* Start *

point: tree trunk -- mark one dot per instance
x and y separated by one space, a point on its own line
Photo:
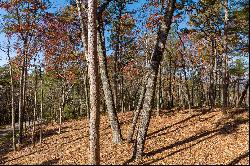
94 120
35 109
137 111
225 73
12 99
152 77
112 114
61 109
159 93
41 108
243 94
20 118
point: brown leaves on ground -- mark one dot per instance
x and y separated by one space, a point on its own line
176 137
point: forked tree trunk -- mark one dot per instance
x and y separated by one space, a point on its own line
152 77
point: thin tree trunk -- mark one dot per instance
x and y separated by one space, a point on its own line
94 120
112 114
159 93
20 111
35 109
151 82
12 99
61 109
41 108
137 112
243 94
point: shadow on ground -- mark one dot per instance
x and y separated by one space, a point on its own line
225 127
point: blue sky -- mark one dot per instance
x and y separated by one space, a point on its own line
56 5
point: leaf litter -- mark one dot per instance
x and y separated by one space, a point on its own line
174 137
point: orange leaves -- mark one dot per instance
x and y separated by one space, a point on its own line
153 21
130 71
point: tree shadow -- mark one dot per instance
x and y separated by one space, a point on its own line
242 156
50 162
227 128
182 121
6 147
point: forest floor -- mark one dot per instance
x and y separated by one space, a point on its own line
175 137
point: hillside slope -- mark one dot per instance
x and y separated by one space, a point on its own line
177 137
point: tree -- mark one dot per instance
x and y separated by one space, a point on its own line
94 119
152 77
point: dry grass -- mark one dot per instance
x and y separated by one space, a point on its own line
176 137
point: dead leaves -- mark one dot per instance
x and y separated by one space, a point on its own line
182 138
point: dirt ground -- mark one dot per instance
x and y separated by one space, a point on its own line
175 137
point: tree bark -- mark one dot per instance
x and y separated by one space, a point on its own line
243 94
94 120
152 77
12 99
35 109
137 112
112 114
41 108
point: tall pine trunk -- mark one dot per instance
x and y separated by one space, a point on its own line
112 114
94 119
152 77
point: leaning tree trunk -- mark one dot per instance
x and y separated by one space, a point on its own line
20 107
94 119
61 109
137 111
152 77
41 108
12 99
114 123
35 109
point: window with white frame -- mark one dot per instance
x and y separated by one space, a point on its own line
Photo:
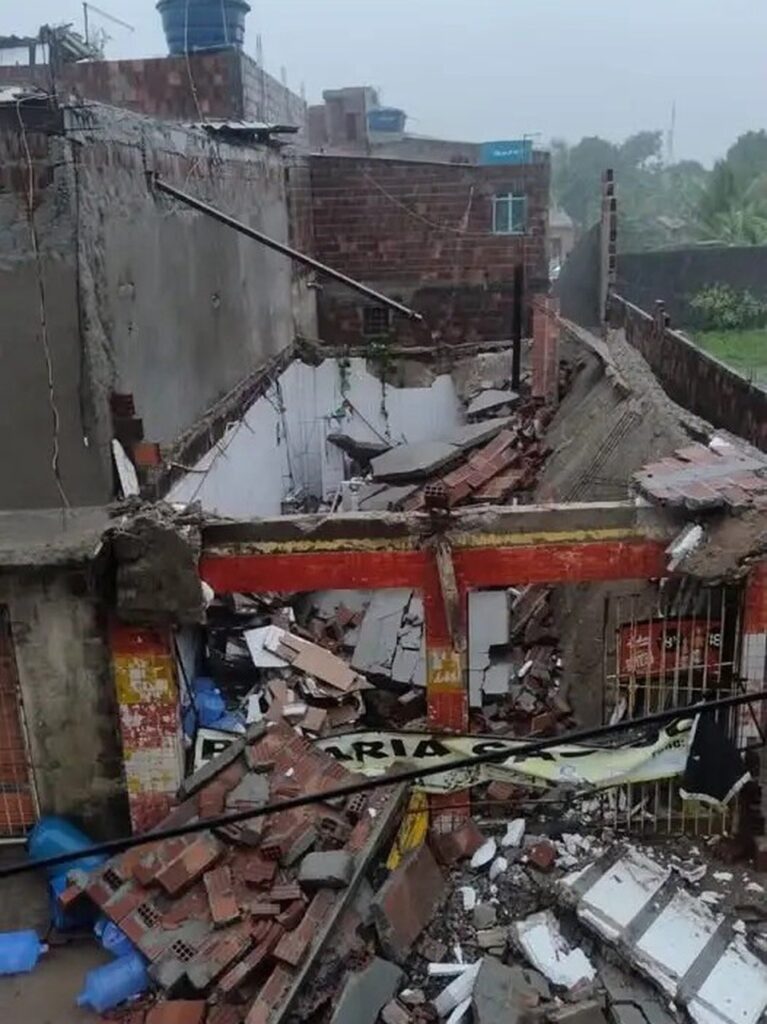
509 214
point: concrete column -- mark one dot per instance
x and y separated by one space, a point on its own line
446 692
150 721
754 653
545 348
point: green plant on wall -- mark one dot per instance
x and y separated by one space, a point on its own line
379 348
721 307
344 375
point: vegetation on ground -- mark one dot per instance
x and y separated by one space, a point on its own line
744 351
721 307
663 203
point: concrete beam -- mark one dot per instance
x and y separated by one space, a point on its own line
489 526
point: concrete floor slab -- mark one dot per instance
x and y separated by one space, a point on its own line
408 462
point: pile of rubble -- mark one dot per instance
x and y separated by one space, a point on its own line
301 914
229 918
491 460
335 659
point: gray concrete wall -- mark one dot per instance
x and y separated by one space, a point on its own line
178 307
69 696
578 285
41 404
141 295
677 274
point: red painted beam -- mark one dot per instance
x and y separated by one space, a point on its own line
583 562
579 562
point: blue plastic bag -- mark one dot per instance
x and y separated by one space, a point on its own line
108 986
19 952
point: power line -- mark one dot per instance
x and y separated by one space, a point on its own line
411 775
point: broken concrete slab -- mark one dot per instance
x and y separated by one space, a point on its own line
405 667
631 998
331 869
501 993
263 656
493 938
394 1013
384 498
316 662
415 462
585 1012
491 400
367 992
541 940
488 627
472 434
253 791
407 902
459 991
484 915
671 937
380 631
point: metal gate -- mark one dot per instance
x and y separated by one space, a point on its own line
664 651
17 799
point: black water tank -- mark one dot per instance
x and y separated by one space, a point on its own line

* End *

▶ [Exercise goal]:
Rewrite every line of the data above as a Markdown table with the columns "Row" and "Data line," numbering the rows in order and skipping blank lines. Leave the pictures out of the table.

▶ [Expected output]:
| Row | Data line |
|---|---|
| 1 | point: tree trunk -- mark one dot per instance |
| 2 | x and y separated by one space, a point on its own line |
| 3 | Photo: |
| 4 | 94 120 |
| 5 | 35 109 |
| 6 | 137 111 |
| 7 | 225 73 |
| 8 | 12 99 |
| 9 | 152 77 |
| 10 | 112 114 |
| 11 | 61 109 |
| 12 | 159 93 |
| 13 | 41 108 |
| 14 | 243 94 |
| 15 | 20 118 |
| 16 | point: brown leaves on ground -- mark one dot per instance |
| 17 | x and y separated by one space, a point on its own line |
| 18 | 176 137 |
| 19 | point: forked tree trunk -- mark one dot per instance |
| 20 | x and y separated by one space, a point on its own line |
| 21 | 152 77 |
| 22 | point: thin tree trunk -- mark one dot per instance |
| 23 | x and y separated by one space, a point on its own line |
| 24 | 94 120 |
| 25 | 112 114 |
| 26 | 159 93 |
| 27 | 20 111 |
| 28 | 35 109 |
| 29 | 151 82 |
| 30 | 12 99 |
| 31 | 61 109 |
| 32 | 41 108 |
| 33 | 137 112 |
| 34 | 243 94 |
| 35 | point: shadow on ground -- mark one dot per instance |
| 36 | x and y separated by one space, a point on its own line |
| 37 | 225 127 |
| 38 | point: blue sky -- mark one dot per instance |
| 39 | x and y separated by one space, a point on its own line |
| 40 | 56 5 |
| 41 | point: leaf litter -- mark one dot per instance |
| 42 | x and y separated by one space, a point on its own line |
| 43 | 174 137 |
| 44 | point: orange leaves -- mark one dot per instance |
| 45 | x and y separated by one space, a point on its own line |
| 46 | 153 21 |
| 47 | 130 71 |
| 48 | point: tree shadow -- mark one dot per instance |
| 49 | x and y separated by one space, a point on its own line |
| 50 | 242 156 |
| 51 | 50 162 |
| 52 | 227 128 |
| 53 | 182 121 |
| 54 | 6 147 |
| 55 | point: forest floor -- mark one dot per instance |
| 56 | x and y separated by one space, a point on its own line |
| 57 | 175 137 |
| 58 | point: hillside slope -- mark one dot per instance |
| 59 | x and y separated by one space, a point on its own line |
| 60 | 177 137 |
| 61 | point: tree -- mark one dot per instance |
| 62 | x and y separated by one space, a point on its own line |
| 63 | 94 119 |
| 64 | 152 77 |
| 65 | point: dry grass -- mark one dot per instance |
| 66 | x and y separated by one space, a point on its own line |
| 67 | 176 137 |
| 68 | point: dead leaves -- mark one dot per instance |
| 69 | x and y separated by one space, a point on its own line |
| 70 | 182 138 |
| 71 | point: dirt ground -- mark one dot per instance |
| 72 | x and y separated by one space, a point on its own line |
| 73 | 175 137 |
| 74 | point: tree bark -- mark one dot per instance |
| 75 | x and y separated by one space, a point on its own line |
| 76 | 243 94 |
| 77 | 94 120 |
| 78 | 152 77 |
| 79 | 12 99 |
| 80 | 35 109 |
| 81 | 137 112 |
| 82 | 112 114 |
| 83 | 41 108 |
| 84 | point: tall pine trunk -- mark one dot per instance |
| 85 | x and y separated by one space, a point on its own line |
| 86 | 112 114 |
| 87 | 94 119 |
| 88 | 152 77 |
| 89 | point: leaning tree trunk -- mark one dot per instance |
| 90 | x and y separated by one space, a point on its own line |
| 91 | 20 107 |
| 92 | 94 119 |
| 93 | 61 109 |
| 94 | 137 111 |
| 95 | 152 77 |
| 96 | 41 108 |
| 97 | 12 99 |
| 98 | 114 123 |
| 99 | 35 109 |
| 100 | point: window with white frame -- mark one dot per instance |
| 101 | x and y separated by one space, a point on its own line |
| 102 | Photo: |
| 103 | 509 214 |
| 104 | point: concrete column -- mark one dot per instance |
| 105 | x and y separated by one space, a point on its own line |
| 106 | 446 692 |
| 107 | 150 721 |
| 108 | 754 653 |
| 109 | 545 348 |
| 110 | point: green plant on wall -- mark one dot per instance |
| 111 | x and y separated by one space, a point on its own line |
| 112 | 379 348 |
| 113 | 721 307 |
| 114 | 344 375 |
| 115 | point: vegetation on ground -- mark one dot per instance |
| 116 | x and y separated by one space, a point on its own line |
| 117 | 744 351 |
| 118 | 721 307 |
| 119 | 663 203 |
| 120 | point: concrete beam -- mark one dot per instance |
| 121 | x and y separated by one space, a point on its own line |
| 122 | 489 526 |
| 123 | point: concrete floor slab -- mark one dot per instance |
| 124 | x and y separated by one space, a point on its own line |
| 125 | 408 462 |
| 126 | point: pile of rubble -- mark one dot per instance |
| 127 | x and y separated by one space, a point on its own line |
| 128 | 301 914 |
| 129 | 229 918 |
| 130 | 491 460 |
| 131 | 335 659 |
| 132 | point: gray concrete wall -- mark one dot per instance |
| 133 | x and y separated by one space, a point on its own line |
| 134 | 178 307 |
| 135 | 69 696 |
| 136 | 578 285 |
| 137 | 41 404 |
| 138 | 141 295 |
| 139 | 677 274 |
| 140 | point: red painted beam -- mark one dot per instance |
| 141 | x and y separated by one space, a point on its own line |
| 142 | 583 562 |
| 143 | 579 562 |
| 144 | point: blue plastic bag -- mark one dot per instance |
| 145 | x and y separated by one space, a point on its own line |
| 146 | 108 986 |
| 147 | 19 952 |
| 148 | point: power line -- mark one dot per instance |
| 149 | x and y separated by one space, a point on its own line |
| 150 | 411 775 |
| 151 | point: broken concrete slab -- mark one dot per instance |
| 152 | x and y separated by one space, a point on its own line |
| 153 | 405 667 |
| 154 | 631 998 |
| 155 | 331 869 |
| 156 | 501 993 |
| 157 | 263 656 |
| 158 | 493 938 |
| 159 | 394 1013 |
| 160 | 384 498 |
| 161 | 316 662 |
| 162 | 415 462 |
| 163 | 585 1012 |
| 164 | 491 400 |
| 165 | 367 992 |
| 166 | 541 940 |
| 167 | 488 627 |
| 168 | 472 434 |
| 169 | 253 791 |
| 170 | 407 902 |
| 171 | 459 991 |
| 172 | 484 915 |
| 173 | 671 937 |
| 174 | 380 631 |
| 175 | point: metal gate -- mark one dot per instance |
| 176 | x and y separated by one space, a point on its own line |
| 177 | 664 651 |
| 178 | 17 799 |
| 179 | point: black water tank -- mark one dot per instance |
| 180 | x and y separated by one space, a point on its own line |